#### Your objective:
Present the data below as a numbered list, with one entry per line and any blank lines omitted.

#### Records for this exercise:
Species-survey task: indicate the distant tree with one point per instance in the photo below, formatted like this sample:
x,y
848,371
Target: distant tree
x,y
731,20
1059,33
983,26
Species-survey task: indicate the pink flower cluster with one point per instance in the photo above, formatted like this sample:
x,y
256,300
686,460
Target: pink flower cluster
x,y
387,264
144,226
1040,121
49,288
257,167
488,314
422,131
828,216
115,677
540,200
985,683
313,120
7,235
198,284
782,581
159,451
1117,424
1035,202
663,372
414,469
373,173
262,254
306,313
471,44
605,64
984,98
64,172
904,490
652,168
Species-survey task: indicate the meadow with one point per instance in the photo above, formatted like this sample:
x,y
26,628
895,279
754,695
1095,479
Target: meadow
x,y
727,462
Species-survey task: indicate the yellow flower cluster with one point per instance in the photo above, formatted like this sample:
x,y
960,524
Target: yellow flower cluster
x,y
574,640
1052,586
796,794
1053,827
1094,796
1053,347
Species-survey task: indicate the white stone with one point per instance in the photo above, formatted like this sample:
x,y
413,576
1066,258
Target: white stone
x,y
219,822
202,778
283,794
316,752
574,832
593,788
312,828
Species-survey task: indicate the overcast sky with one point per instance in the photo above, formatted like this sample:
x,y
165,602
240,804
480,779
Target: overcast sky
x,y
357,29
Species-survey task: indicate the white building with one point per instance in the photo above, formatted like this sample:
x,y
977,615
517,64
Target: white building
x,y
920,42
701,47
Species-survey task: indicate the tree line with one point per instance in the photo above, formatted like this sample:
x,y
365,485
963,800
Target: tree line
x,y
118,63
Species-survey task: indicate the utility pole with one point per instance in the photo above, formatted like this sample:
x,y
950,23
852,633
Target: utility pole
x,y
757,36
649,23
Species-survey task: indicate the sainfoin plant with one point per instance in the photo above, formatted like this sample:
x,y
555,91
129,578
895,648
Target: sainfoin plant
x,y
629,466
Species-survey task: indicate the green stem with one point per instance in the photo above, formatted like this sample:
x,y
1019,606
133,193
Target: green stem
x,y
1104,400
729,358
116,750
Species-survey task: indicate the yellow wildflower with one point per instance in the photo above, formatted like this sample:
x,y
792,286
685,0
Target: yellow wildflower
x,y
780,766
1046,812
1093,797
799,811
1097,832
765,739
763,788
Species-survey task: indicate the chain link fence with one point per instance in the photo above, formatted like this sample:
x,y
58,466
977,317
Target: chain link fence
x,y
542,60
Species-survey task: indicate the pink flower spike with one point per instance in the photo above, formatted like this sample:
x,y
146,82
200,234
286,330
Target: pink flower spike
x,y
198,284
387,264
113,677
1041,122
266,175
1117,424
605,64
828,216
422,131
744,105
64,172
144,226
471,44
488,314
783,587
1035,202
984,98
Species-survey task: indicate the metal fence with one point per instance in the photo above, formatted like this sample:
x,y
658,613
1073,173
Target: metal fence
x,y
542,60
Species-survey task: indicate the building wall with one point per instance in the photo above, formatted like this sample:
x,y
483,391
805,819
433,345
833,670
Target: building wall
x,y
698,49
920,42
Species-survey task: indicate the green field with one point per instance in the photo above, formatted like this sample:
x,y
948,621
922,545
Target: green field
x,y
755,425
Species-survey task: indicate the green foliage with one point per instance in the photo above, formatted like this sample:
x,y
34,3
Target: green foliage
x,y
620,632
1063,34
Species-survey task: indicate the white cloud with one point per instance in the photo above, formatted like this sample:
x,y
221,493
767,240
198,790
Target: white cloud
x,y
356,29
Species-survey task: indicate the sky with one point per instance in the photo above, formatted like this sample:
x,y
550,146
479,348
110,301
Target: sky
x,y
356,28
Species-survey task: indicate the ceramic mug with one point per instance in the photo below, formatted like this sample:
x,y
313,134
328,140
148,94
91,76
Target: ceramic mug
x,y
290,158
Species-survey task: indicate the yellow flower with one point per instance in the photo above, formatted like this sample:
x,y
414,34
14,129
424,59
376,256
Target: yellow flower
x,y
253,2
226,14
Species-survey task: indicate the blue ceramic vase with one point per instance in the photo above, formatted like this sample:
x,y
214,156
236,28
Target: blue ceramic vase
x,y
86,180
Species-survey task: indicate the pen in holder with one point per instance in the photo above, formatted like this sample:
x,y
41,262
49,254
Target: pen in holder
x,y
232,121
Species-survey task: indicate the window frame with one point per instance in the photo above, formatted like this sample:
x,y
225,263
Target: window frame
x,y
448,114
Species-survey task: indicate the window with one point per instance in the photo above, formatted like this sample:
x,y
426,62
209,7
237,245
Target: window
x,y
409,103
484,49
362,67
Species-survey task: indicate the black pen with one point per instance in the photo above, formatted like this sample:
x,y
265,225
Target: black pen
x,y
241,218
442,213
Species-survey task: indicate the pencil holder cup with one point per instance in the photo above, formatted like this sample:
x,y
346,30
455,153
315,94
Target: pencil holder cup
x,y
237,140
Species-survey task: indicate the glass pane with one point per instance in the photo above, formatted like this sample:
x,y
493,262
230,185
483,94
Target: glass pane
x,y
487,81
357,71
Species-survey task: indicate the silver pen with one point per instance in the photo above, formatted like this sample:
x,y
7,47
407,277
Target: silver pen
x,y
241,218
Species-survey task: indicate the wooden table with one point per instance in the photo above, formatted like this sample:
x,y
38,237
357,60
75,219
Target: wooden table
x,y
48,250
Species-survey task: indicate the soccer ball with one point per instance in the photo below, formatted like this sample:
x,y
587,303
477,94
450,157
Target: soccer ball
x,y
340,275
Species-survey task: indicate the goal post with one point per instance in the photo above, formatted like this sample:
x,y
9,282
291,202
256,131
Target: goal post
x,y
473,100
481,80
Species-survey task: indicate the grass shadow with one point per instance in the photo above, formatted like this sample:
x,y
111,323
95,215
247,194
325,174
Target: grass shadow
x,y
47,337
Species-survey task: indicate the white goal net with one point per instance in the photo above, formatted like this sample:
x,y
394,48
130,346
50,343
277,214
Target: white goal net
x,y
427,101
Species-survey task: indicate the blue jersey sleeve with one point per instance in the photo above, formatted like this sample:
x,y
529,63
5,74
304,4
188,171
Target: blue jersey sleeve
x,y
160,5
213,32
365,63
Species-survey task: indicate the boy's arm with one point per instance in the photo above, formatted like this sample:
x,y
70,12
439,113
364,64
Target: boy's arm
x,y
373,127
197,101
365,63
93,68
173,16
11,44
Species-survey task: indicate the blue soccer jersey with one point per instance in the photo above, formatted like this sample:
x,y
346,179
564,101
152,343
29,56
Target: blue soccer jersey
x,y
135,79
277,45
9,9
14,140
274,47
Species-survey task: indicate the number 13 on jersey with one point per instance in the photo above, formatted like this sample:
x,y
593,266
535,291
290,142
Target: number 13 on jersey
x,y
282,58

#### Answer for this exercise:
1. Species-survey task: indicate the distant tree with one point per instance in the photo below, formatted like this sample:
2. x,y
3. 848,371
4. Target: distant tree
5. x,y
6. 731,20
7. 1059,33
8. 983,26
9. Species-survey task: indicate the pink flower cluster with one point per instance in the photo above, formatted like this sample:
10. x,y
11. 256,300
12. 686,460
13. Target: pink flower cluster
14. x,y
15. 387,264
16. 144,226
17. 1040,121
18. 49,288
19. 257,167
20. 488,314
21. 422,131
22. 828,216
23. 115,677
24. 540,200
25. 985,683
26. 313,120
27. 7,235
28. 198,284
29. 782,581
30. 159,451
31. 1117,424
32. 1035,202
33. 663,372
34. 414,469
35. 373,173
36. 262,254
37. 306,313
38. 471,44
39. 605,64
40. 984,98
41. 64,172
42. 904,490
43. 652,168
44. Species-survey task: indicate the meadow with one point per instance in the photo above, formatted like this sample:
45. x,y
46. 26,628
47. 895,279
48. 754,695
49. 1095,479
50. Target: meadow
51. x,y
52. 727,462
53. Species-survey task: indicate the yellow flower cluster with one point per instance in the photo above, formatted like this sample:
54. x,y
55. 960,524
56. Target: yellow flower cluster
57. x,y
58. 574,640
59. 1052,586
60. 796,794
61. 1053,827
62. 1094,796
63. 1053,347
64. Species-survey task: indicate the white stone with one point per instance in the photo above, formatted like this sample:
65. x,y
66. 413,576
67. 1066,258
68. Target: white stone
69. x,y
70. 219,822
71. 202,778
72. 283,794
73. 316,752
74. 574,832
75. 593,788
76. 312,828
77. Species-survey task: indicate the overcast sky with one point per instance in the photo above, formatted like this sample:
78. x,y
79. 165,602
80. 240,804
81. 480,779
82. Target: overcast sky
83. x,y
84. 357,29
85. Species-survey task: indicate the white building with one point per instance in the photo above, formatted like this sample:
86. x,y
87. 977,615
88. 517,64
89. Target: white building
90. x,y
91. 920,42
92. 701,47
93. Species-survey task: indicate the tree line with one point per instance in the photo above, formatted like this sample:
94. x,y
95. 365,485
96. 963,800
97. Target: tree line
98. x,y
99. 118,63
100. Species-survey task: indicate the utility pole with one point per instance in the photo above, formatted like this sample:
101. x,y
102. 950,23
103. 852,633
104. Target: utility pole
105. x,y
106. 757,36
107. 649,23
108. Species-survey task: indicate the sainfoin plant with one point per instance in the photo above, formatted like this sample:
109. x,y
110. 555,91
111. 129,578
112. 895,648
113. Target: sainfoin plant
114. x,y
115. 629,466
116. Species-survey task: indicate the green stem with one point per instance in the photo above, formatted like this sample:
117. x,y
118. 1019,606
119. 133,193
120. Target: green stem
121. x,y
122. 1104,400
123. 729,358
124. 116,750
125. Species-survey task: indicate the yellow wildflower with one point per instance in the photo above, formatted like this sample:
126. x,y
127. 792,286
128. 685,0
129. Target: yellow wildflower
130. x,y
131. 780,766
132. 1046,812
133. 1093,797
134. 799,811
135. 1097,832
136. 765,739
137. 763,788
138. Species-survey task: indicate the chain link fence with one point per instance in the photo above, formatted like this sample:
139. x,y
140. 58,466
141. 977,317
142. Target: chain link fence
143. x,y
144. 542,60
145. Species-survey task: indicate the pink flower spike with one point per instance in the photo above, formatted like this sample:
146. x,y
147. 146,82
148. 200,234
149. 286,330
150. Target: pink flower spike
151. x,y
152. 198,284
153. 387,264
154. 113,677
155. 1041,122
156. 266,175
157. 1117,424
158. 605,64
159. 828,216
160. 422,131
161. 744,105
162. 64,172
163. 144,226
164. 471,44
165. 488,314
166. 783,587
167. 1035,202
168. 984,98
169. Species-survey task: indicate the metal fence with one point per instance in the photo above, formatted like this sample:
170. x,y
171. 658,613
172. 1073,173
173. Target: metal fence
174. x,y
175. 542,60
176. Species-survey task: indicate the building wall with one point per instance in the photo above, formatted like this sample:
177. x,y
178. 483,391
179. 805,819
180. 433,345
181. 833,670
182. Target: building wall
183. x,y
184. 698,49
185. 920,42
186. Species-survey task: indicate the green field with one point per instance in the photo above, formatted like this sample:
187. x,y
188. 948,621
189. 922,545
190. Target: green field
191. x,y
192. 755,425
193. Species-survey task: indicate the green foliage with one point per instance in the photo above, formatted like this sample:
194. x,y
195. 34,3
196. Target: green foliage
197. x,y
198. 620,632
199. 1063,34
200. Species-survey task: indicate the white cloud with one point per instance in the photo above, formatted like this sample:
201. x,y
202. 221,493
203. 767,240
204. 198,790
205. Target: white cloud
206. x,y
207. 356,29
208. Species-survey task: indicate the sky with one point per instance in the photo above, formatted like this sample:
209. x,y
210. 550,146
211. 479,348
212. 110,301
213. Target: sky
214. x,y
215. 356,28
216. Species-survey task: indicate the ceramic mug with one point per instance in the photo below, formatted like this sample:
217. x,y
218. 313,134
219. 328,140
220. 148,94
221. 91,76
222. Target: ceramic mug
223. x,y
224. 290,158
225. Species-survey task: indicate the yellow flower with one point per instance in the photo above, formatted like this sample:
226. x,y
227. 414,34
228. 14,129
229. 424,59
230. 376,256
231. Target: yellow flower
232. x,y
233. 253,2
234. 226,14
235. Species-survey task: indicate the blue ceramic vase with one point per instance in the photo above, formatted like this sample:
236. x,y
237. 214,156
238. 236,28
239. Target: blue ceramic vase
240. x,y
241. 86,180
242. Species-survey task: indicate the pen in holder with one point per instance in the photo above, formatted like this sample:
243. x,y
244. 41,262
245. 49,254
246. Target: pen in holder
247. x,y
248. 232,121
249. Species-survey task: indicate the window frame with one point per instance in the photo above, formatted like this sample:
250. x,y
251. 225,263
252. Target: window frame
253. x,y
254. 448,114
255. Species-survey task: indicate the window with one point per instance in the photo above, formatted like this sample:
256. x,y
257. 426,62
258. 209,7
259. 237,245
260. Target: window
261. x,y
262. 409,103
263. 484,49
264. 362,67
265. Species-survey task: indicate the black pen with one point per instance in the photo above, formatted like this sample:
266. x,y
267. 265,225
268. Target: black pen
269. x,y
270. 241,218
271. 442,213
272. Species-survey task: indicate the pencil holder cup with one point per instance in the photo above, formatted like this sample:
273. x,y
274. 346,30
275. 455,153
276. 315,94
277. Target: pencil holder cup
278. x,y
279. 237,140
280. Species-survey task: indicate the glass pane with one point per instance in the photo above, formatted like this sample:
281. x,y
282. 493,262
283. 230,185
284. 483,94
285. Target: glass pane
286. x,y
287. 487,81
288. 357,71
289. Species-survey task: indicate the silver pen with one point per instance in the photo above, formatted like this sample:
290. x,y
291. 7,47
292. 407,277
293. Target: silver pen
294. x,y
295. 241,218
296. Species-survey task: indicate the wooden table with one point per instance in the photo above, formatted like this sample:
297. x,y
298. 38,237
299. 357,60
300. 75,219
301. Target: wooden table
302. x,y
303. 48,250
304. Species-survey task: indicate the soccer ball with one point per instance in the photo below, formatted like this sample:
305. x,y
306. 587,303
307. 477,94
308. 450,157
309. Target: soccer ball
310. x,y
311. 340,275
312. Species-survey task: indicate the goal post with one point per instance in the photo above, formatted like this sample:
313. x,y
314. 9,282
315. 291,202
316. 256,131
317. Target: goal post
318. x,y
319. 473,100
320. 481,80
321. Species-survey task: indicate the grass shadow with one point per instance in the photo above, formatted like this sample:
322. x,y
323. 111,323
324. 95,215
325. 247,194
326. 325,174
327. Target: grass shadow
328. x,y
329. 47,337
330. Species-survey task: indicate the white goal net with one point per instance in the photo above, formatted like this sample:
331. x,y
332. 394,48
333. 130,346
334. 50,343
335. 277,214
336. Target: white goal net
337. x,y
338. 427,101
339. Species-survey task: indicate the blue jersey sleeve with one point per instance in the photo above, formatted like this sample:
340. x,y
341. 529,63
342. 5,74
343. 304,4
344. 188,171
345. Target: blue jersey sleeve
346. x,y
347. 160,5
348. 213,32
349. 365,63
350. Species-survey task: indicate the boy's arm with one point per instance in the photo above, formatted like this sample:
351. x,y
352. 70,12
353. 439,113
354. 364,64
355. Target: boy's arm
356. x,y
357. 373,127
358. 197,101
359. 365,63
360. 93,68
361. 173,16
362. 11,44
363. Species-survey task: indicate the blue soccer jersey with one point per instance in the photo above, formatted like this sample:
364. x,y
365. 346,179
366. 564,101
367. 152,343
368. 29,56
369. Target: blue soccer jersey
370. x,y
371. 135,79
372. 277,45
373. 9,9
374. 14,140
375. 274,47
376. Species-survey task: indicate the number 13 on jersey with one point per instance in the photo above, formatted like this sample:
377. x,y
378. 593,266
379. 535,291
380. 290,142
381. Target: number 13 on jersey
382. x,y
383. 282,58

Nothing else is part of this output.